- To do: Rewrite the listing below, replacing every "top-left corner" with "upper-left corner" and leaving everything else as it is.

- Rows:
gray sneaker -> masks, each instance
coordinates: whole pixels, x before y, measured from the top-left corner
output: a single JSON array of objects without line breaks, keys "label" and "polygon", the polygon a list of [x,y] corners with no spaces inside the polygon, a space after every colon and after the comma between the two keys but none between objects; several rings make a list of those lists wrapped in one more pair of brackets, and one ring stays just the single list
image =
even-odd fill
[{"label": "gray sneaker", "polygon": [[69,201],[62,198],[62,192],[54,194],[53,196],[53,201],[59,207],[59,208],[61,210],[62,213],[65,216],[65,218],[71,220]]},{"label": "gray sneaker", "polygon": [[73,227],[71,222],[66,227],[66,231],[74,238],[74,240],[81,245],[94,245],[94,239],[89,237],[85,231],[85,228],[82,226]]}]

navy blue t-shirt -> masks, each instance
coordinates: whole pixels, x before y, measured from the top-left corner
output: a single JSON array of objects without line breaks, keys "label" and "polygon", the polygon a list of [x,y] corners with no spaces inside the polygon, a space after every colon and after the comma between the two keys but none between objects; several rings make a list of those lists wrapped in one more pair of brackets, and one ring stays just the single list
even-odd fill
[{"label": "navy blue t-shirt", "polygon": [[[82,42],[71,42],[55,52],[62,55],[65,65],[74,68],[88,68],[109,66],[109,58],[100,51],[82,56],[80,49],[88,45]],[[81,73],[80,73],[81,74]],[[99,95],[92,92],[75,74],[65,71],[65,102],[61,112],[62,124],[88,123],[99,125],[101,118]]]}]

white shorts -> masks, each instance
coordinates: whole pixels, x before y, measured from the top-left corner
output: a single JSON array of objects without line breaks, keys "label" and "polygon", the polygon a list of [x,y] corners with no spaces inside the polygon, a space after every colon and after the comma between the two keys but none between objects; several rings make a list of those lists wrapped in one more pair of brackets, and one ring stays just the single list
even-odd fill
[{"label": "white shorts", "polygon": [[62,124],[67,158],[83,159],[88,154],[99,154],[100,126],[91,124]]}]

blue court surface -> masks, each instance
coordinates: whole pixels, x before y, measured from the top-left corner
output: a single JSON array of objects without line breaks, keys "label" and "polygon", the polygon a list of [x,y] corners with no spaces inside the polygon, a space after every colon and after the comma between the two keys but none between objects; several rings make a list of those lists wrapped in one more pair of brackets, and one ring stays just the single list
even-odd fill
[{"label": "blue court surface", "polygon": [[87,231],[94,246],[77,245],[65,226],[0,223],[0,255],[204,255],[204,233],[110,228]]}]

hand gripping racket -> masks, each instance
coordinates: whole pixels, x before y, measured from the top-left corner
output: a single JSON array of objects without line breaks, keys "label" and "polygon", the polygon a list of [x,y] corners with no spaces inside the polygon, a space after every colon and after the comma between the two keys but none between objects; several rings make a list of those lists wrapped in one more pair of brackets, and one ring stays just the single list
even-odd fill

- Correct answer:
gray sneaker -> masks, each instance
coordinates: whole pixels, x before y, measured from the upper-left corner
output: a single JSON array of objects without line breaks, keys "label" and "polygon", the polygon a list of [x,y] corners with no spaces inside the polygon, a space after every colon and after the comma between the two keys but none between objects; several rings make a list of those lists wrapped in one more pair of brackets, and one ring stays just the single list
image =
even-odd fill
[{"label": "gray sneaker", "polygon": [[69,201],[62,198],[62,192],[54,194],[53,196],[53,201],[59,207],[59,208],[61,210],[62,213],[65,216],[65,218],[71,220]]},{"label": "gray sneaker", "polygon": [[73,227],[71,222],[66,227],[66,231],[74,238],[74,240],[81,245],[94,245],[94,239],[89,237],[85,231],[85,228],[82,226]]}]

navy blue t-shirt -> masks, each instance
coordinates: whole pixels, x before y, measured from the upper-left corner
output: a single JSON array of objects without line breaks, keys "label" and "polygon", the polygon a list of [x,y] corners with no spaces inside the polygon, a space after every colon and after the comma between the two keys but none between objects; several rings make a list of those lists wrapped in one more pair of brackets, and one ring stays just the single list
even-odd fill
[{"label": "navy blue t-shirt", "polygon": [[[82,42],[71,42],[55,52],[62,55],[65,65],[74,68],[88,68],[109,66],[109,58],[100,51],[82,56],[80,49],[88,45]],[[81,73],[80,73],[81,74]],[[99,95],[92,92],[75,74],[65,71],[65,102],[61,112],[62,124],[88,123],[99,125],[101,118]]]}]

white shorts -> masks, each instance
coordinates: whole pixels, x before y, measured from the upper-left corner
output: a single JSON array of objects without line breaks, keys "label" and "polygon", the polygon a list of [x,y] corners with no spaces inside the polygon, a space after every colon and after the comma between the two keys but none between objects; several rings make a list of those lists wrapped in one more pair of brackets, and one ring stays just the single list
even-odd fill
[{"label": "white shorts", "polygon": [[62,124],[67,158],[83,159],[88,154],[99,154],[100,126],[91,124]]}]

blue court surface -> masks, each instance
coordinates: whole pixels, x before y, measured from the upper-left corner
output: a single JSON array of objects without line breaks, keys "label" and "polygon", the polygon a list of [x,y] corners with no spaces inside the polygon, a space after every colon and after the comma between the two keys but none between objects; several rings make a list of those lists wrapped in one more pair of brackets, and one ring stays just the single list
even-odd fill
[{"label": "blue court surface", "polygon": [[87,231],[94,246],[77,245],[65,226],[0,223],[0,255],[204,255],[204,233],[110,228]]}]

hand gripping racket -> masks, each instance
coordinates: whole pixels, x before y, measured from the upper-left corner
output: a single JSON array of objects without line breaks, keys "label" and "polygon", the polygon a list of [x,y] corners with no spaces inside the polygon, a space after every colon and after the comma between the two keys but none between objects; several rings make a list of those lists wrapped in one more pair of brackets, and one ring stays just the single list
even-odd fill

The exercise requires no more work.